The following topics provide additional information about each type of filter:
When the survivor calculator determines the values to populate in the SBR for a record, you want to eliminate any values that obviously do not represent the best value for the field. These are most likely default values that are used when the actual value of a field is unknown. When a filter is defined for a field and a system object contains an excluded value in that field, the survivor calculator ignores that value and uses a value from a different system record for the survivor calculator. If there is only one system record in the enterprise record and that system record contains an excluded value, the excluded value is used for the SBR since there is no other value to use.
As an example, if you define a SBR filter for FirstName to exclude the value “Baby” and an enterprise record contains two system records, one with a FirstName of “Baby” and one with a FirstName of “Joel”, then the value populated into the SBR is “Joel” regardless of how the survivor calculator is defined. If you have the same filter definition with an enterprise record that contains only one system record and the value of the FirstName is “Baby”, then the value populated into the SBR is “Baby”.
When a message comes in to the master index application, values from the message are used as criteria for the blocking query used for matching. Several queries are created depending on the number of blocks that are defined. If the incoming message contains common default values, the query could result in an inordinate number of possible matches being returned from the master index database for the match process. You can reduce this overhead by excluding known invalid values from blocking query fields, thereby reducing the number of non-matching query results.
As an example, a blocking filter for the Phone field excludes the value “9999999999” and the blocking query contains a block on the FirstName and Phone fields. If an incoming record contains “9999999999” in the Phone field, the blocking query returns no matching records for that specific block of the query. Note that records containing the excluded value might be returned by other blocks in the query that do not include the Phone field.
When a master index application matches incoming records against records that already exist in the master index database, you want to be sure the composite weights are not artificially inflated due to matching on default values in certain fields. One of the most common problems in matching arises from the SSN (or other national identifier) in person data. This field should be one of the most reliable identifiers of a person since the number is unique to each person and the field is typically required so it should not be null. This means that if the SSN of a person is unknown, the person entering the data must enter some value that is not a valid SSN. Often the numbers “999999999” or “000000000” are used. If an incoming record contains one of these values, the match process returns the full agreement weight for the SSN field against other records containing the default data. We know this match value is meaningless in this case.
You can reduce the number of inaccurate matches and potential matches by defining an exclusion list for specific fields in the match string. When a match filter is defined against a field and an incoming record contains an excluded value, that value is ignored in the match process and does not contribute to the composite match weight.
An exclusion list defines all values to filter out or ignore for a specific field. You can define exclusion lists directly in the filter.xml file or you can create exclusion lists in text files and reference those files from filter.xml. You should create an exclusion list file for each field for which filters are defined, and you might need to create separate files for a field whose excluded values for SBR processing do not match the excluded values for matching or blocking, for example.

Saved data entries:
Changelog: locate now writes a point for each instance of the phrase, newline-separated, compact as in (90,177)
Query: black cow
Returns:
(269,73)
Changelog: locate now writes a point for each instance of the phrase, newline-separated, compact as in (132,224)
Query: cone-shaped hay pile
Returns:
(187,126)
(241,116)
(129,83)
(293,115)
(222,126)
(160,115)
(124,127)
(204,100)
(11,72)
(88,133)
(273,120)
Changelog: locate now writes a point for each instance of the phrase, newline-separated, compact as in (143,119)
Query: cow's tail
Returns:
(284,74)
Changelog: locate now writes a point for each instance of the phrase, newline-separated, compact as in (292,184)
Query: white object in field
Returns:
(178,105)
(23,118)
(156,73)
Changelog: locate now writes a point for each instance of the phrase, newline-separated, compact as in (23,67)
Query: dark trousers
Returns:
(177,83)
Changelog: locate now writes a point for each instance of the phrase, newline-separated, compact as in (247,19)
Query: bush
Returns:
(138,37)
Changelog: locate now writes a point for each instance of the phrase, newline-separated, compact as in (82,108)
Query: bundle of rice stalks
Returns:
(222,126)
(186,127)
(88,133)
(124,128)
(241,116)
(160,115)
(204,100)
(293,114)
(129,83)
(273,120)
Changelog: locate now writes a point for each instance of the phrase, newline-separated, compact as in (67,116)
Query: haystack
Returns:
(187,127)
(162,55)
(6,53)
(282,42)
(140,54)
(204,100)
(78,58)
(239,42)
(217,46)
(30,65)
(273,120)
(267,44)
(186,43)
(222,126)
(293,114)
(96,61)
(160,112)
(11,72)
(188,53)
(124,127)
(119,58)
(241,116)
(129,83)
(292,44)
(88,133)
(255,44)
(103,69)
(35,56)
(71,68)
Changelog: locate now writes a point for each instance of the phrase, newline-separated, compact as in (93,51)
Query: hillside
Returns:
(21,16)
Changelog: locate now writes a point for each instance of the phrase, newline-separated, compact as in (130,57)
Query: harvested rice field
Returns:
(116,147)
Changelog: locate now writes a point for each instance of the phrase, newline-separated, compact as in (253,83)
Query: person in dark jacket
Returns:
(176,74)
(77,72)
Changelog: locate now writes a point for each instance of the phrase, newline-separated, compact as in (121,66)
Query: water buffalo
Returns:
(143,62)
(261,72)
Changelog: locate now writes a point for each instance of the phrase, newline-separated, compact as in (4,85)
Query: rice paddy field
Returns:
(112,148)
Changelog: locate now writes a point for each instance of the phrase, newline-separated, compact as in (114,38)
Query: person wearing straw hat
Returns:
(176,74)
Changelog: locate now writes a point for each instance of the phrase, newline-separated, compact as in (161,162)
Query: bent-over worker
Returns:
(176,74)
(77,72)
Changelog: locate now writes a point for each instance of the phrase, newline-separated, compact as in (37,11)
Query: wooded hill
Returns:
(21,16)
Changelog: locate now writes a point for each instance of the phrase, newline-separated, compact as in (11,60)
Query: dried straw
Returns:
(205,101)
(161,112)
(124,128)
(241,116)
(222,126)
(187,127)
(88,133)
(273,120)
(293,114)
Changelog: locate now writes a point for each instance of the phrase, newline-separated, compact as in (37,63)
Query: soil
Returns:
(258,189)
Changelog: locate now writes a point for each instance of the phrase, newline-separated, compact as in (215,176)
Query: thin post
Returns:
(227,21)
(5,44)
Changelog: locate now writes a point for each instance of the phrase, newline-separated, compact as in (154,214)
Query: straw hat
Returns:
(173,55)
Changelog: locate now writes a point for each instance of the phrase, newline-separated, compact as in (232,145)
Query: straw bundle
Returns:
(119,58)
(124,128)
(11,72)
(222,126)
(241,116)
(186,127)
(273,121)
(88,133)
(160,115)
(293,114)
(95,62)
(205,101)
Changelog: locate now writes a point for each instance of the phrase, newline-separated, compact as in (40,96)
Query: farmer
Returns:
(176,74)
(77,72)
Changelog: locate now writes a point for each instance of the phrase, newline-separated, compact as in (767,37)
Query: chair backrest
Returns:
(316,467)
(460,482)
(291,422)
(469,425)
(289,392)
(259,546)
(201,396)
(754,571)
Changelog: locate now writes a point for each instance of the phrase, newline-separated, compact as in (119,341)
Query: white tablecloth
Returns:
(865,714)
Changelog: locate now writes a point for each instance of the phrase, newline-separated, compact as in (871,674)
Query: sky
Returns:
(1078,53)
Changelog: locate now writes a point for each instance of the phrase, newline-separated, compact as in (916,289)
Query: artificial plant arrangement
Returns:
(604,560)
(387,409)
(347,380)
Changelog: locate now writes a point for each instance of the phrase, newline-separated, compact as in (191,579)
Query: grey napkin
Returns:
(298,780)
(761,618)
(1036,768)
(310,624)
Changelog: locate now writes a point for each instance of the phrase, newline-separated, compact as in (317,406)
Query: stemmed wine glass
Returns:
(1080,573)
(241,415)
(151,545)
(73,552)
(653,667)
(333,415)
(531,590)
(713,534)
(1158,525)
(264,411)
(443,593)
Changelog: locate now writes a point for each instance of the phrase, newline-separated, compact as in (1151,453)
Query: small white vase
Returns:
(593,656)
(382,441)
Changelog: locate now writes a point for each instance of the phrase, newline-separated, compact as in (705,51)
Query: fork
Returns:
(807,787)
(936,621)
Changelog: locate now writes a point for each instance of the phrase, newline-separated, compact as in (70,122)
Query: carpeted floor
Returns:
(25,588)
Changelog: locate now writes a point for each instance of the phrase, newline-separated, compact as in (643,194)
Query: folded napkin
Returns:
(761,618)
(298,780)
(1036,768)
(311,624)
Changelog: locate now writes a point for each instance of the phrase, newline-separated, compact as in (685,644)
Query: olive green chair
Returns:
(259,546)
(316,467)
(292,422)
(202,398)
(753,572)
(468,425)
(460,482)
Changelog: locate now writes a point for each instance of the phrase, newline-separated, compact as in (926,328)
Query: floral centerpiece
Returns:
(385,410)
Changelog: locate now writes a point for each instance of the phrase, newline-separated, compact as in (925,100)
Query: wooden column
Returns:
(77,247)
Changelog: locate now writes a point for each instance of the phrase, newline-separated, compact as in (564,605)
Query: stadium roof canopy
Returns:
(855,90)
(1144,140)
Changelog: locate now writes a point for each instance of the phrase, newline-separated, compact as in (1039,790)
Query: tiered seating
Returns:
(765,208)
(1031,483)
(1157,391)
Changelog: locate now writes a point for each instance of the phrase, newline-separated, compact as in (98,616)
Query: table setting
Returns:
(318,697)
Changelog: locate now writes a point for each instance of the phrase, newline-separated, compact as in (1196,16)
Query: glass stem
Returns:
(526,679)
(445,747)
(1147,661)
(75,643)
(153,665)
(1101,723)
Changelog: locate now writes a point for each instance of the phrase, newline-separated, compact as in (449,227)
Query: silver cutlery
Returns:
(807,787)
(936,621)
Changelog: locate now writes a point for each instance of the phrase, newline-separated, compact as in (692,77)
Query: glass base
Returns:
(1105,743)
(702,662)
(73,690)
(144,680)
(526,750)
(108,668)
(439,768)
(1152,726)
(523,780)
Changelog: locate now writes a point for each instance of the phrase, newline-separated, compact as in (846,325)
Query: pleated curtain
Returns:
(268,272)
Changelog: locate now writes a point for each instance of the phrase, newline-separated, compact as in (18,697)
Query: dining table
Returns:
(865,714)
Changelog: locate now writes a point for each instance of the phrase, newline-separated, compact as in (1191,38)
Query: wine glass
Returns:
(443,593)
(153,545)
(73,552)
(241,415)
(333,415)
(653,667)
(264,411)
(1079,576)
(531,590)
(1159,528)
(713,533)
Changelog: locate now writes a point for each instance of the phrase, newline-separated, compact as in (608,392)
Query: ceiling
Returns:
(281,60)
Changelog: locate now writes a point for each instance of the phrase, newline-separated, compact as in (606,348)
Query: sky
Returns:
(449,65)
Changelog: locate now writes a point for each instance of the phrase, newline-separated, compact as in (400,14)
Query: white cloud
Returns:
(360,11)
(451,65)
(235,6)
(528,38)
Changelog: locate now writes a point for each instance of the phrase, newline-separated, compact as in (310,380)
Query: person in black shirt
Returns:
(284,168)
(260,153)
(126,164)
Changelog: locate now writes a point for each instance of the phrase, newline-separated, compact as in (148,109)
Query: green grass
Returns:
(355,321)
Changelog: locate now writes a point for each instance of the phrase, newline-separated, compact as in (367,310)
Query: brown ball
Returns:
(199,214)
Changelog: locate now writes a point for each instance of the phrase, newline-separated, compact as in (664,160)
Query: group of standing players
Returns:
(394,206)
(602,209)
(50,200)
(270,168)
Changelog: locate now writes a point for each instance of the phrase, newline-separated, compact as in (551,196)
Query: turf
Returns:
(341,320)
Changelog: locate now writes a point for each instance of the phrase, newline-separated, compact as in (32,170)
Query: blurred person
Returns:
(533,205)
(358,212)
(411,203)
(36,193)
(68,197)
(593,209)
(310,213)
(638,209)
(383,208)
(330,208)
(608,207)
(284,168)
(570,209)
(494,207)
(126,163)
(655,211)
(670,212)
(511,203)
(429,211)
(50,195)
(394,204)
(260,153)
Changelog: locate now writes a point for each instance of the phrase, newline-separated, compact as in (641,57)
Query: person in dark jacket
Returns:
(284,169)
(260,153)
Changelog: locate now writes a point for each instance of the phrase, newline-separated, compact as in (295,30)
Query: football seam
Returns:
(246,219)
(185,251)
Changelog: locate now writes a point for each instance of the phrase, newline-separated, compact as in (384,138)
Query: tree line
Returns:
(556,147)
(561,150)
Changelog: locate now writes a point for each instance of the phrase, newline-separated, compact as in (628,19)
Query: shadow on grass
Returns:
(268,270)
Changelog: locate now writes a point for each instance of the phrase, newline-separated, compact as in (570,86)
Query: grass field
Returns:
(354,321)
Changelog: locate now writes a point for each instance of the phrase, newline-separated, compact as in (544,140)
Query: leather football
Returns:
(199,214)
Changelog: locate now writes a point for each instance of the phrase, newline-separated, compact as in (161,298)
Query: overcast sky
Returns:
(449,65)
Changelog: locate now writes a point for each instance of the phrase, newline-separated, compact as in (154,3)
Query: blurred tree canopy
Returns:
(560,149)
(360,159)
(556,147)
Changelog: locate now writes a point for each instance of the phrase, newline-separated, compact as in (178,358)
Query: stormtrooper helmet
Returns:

**Aim of the exercise**
According to the text on master index filters, which numbers are often entered when a person's SSN is unknown?

**Result**
The numbers “999999999” or “000000000” are often entered.